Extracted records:
::::
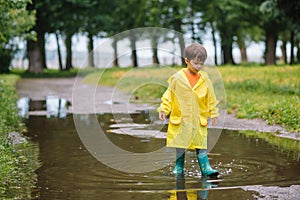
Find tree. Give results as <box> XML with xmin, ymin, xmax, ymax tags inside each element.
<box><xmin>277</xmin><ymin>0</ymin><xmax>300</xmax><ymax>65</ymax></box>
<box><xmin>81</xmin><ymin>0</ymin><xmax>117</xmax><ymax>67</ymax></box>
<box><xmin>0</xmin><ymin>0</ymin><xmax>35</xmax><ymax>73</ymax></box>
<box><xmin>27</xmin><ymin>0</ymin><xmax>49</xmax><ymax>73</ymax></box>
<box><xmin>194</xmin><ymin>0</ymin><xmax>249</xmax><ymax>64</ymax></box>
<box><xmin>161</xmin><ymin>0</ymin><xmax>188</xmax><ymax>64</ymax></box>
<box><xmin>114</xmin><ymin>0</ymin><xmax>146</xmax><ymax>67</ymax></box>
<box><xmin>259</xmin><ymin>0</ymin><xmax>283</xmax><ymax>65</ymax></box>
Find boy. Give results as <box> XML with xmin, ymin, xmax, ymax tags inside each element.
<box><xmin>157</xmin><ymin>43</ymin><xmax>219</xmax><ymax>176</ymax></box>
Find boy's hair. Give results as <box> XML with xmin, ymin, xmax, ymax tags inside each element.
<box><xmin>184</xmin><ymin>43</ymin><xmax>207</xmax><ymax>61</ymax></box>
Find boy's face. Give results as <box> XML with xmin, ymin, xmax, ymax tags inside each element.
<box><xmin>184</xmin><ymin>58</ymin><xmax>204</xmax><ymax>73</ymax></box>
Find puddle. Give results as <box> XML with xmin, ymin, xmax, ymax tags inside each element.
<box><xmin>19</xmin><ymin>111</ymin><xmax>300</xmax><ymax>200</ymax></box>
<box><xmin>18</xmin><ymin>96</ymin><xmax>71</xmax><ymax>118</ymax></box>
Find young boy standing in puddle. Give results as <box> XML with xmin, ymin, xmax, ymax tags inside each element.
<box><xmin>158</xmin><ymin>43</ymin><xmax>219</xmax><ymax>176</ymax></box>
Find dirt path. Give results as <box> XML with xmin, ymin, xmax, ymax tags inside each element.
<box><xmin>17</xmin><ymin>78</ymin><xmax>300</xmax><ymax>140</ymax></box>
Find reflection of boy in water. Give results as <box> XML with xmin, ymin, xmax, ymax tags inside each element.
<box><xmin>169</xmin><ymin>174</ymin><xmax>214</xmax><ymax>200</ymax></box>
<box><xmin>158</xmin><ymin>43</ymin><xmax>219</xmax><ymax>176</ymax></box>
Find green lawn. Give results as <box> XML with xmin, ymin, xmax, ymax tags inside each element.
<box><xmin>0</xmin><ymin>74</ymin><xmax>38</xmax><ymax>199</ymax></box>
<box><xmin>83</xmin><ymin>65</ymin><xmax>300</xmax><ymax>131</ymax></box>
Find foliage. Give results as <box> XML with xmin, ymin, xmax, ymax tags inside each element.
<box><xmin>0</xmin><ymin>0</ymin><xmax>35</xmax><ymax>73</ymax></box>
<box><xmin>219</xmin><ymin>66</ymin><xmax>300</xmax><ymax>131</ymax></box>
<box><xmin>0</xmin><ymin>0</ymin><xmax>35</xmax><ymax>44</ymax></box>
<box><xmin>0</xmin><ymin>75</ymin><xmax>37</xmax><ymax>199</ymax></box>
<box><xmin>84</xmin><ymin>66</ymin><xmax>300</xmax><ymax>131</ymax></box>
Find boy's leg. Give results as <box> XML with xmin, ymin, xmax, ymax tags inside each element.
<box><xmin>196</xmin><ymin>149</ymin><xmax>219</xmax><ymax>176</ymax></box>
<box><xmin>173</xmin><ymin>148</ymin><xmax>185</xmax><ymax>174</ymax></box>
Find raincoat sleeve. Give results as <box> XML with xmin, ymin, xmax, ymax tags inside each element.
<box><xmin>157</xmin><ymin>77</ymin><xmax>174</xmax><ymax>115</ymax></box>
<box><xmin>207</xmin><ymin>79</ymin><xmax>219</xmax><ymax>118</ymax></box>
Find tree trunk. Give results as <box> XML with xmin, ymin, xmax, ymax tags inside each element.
::::
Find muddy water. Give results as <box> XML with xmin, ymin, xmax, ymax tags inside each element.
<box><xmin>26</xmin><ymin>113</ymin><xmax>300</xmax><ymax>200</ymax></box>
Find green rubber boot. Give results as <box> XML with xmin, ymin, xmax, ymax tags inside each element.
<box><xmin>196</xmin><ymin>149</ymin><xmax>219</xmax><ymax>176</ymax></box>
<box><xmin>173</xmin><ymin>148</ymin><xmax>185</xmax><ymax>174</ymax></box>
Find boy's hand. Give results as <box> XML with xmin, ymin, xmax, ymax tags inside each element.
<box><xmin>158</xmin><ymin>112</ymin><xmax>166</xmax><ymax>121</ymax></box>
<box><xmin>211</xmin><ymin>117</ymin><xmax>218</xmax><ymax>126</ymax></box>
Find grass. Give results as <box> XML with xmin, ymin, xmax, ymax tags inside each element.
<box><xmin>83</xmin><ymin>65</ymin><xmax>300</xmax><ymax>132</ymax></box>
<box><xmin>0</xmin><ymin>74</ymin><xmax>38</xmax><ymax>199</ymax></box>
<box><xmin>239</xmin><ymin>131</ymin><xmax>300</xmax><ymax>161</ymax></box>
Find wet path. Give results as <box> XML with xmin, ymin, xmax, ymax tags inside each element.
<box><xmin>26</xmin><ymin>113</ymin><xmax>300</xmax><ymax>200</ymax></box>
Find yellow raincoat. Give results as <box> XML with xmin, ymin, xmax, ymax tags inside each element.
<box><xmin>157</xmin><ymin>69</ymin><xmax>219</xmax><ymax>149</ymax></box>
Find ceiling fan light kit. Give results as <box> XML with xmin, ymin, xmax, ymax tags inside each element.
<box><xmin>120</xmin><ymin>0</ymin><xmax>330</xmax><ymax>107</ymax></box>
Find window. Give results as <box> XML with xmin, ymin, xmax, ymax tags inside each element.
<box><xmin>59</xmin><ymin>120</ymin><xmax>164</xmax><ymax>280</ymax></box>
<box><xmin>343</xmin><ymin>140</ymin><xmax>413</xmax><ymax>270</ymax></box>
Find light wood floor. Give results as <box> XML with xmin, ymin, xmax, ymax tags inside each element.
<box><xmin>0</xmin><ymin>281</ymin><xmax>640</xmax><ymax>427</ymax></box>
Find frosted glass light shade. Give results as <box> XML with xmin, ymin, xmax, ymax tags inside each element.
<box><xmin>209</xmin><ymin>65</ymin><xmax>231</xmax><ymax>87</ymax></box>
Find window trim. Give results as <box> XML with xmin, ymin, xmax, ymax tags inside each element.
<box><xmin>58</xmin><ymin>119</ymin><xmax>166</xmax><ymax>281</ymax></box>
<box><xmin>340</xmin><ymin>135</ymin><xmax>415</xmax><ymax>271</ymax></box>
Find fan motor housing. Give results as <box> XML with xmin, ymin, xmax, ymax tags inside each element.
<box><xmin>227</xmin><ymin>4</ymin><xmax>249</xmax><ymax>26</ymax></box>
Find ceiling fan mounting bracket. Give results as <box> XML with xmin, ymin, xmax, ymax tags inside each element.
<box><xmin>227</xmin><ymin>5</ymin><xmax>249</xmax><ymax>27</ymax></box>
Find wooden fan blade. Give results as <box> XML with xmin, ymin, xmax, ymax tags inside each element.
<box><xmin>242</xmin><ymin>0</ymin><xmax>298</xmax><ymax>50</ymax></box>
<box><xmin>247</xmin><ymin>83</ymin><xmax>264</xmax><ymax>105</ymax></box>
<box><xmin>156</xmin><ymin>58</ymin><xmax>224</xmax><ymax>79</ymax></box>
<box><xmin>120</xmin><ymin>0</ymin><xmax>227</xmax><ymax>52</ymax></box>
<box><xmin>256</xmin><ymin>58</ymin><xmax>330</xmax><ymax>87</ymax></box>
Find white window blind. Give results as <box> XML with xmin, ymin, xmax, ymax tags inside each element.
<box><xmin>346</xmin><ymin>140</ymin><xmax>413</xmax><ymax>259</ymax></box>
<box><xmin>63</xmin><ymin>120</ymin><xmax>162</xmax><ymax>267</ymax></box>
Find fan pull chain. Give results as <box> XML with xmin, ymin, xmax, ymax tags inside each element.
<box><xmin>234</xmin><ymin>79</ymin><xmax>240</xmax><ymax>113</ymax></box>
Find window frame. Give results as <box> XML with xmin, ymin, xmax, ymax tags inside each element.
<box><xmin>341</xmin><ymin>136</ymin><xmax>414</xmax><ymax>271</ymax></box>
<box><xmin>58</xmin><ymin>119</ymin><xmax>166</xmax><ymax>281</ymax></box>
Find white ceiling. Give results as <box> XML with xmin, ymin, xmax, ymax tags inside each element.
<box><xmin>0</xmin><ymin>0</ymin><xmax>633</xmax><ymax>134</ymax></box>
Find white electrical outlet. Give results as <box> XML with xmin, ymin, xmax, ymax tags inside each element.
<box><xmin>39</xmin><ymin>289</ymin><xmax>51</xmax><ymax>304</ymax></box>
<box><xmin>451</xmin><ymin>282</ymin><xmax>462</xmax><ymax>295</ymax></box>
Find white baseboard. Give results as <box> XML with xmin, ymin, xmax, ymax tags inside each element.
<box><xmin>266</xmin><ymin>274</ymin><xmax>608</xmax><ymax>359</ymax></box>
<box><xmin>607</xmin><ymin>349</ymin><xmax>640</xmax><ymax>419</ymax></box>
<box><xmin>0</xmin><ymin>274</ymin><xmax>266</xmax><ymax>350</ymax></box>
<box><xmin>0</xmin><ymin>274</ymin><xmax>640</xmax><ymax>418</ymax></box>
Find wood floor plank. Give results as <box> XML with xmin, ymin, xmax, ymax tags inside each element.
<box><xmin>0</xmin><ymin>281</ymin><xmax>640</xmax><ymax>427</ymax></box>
::::
**WORK TO DO:** Pull out each line in the records that contains the word "water". Matches must have the same capitalization.

**THE COMPLETED TASK:**
Find reflection of boy in water. Give results as <box> XML with xmin, ymin, xmax, ymax tags inside each element.
Find muddy water. Give results as <box> XML with xmin, ymin, xmax, ymax tags inside each element.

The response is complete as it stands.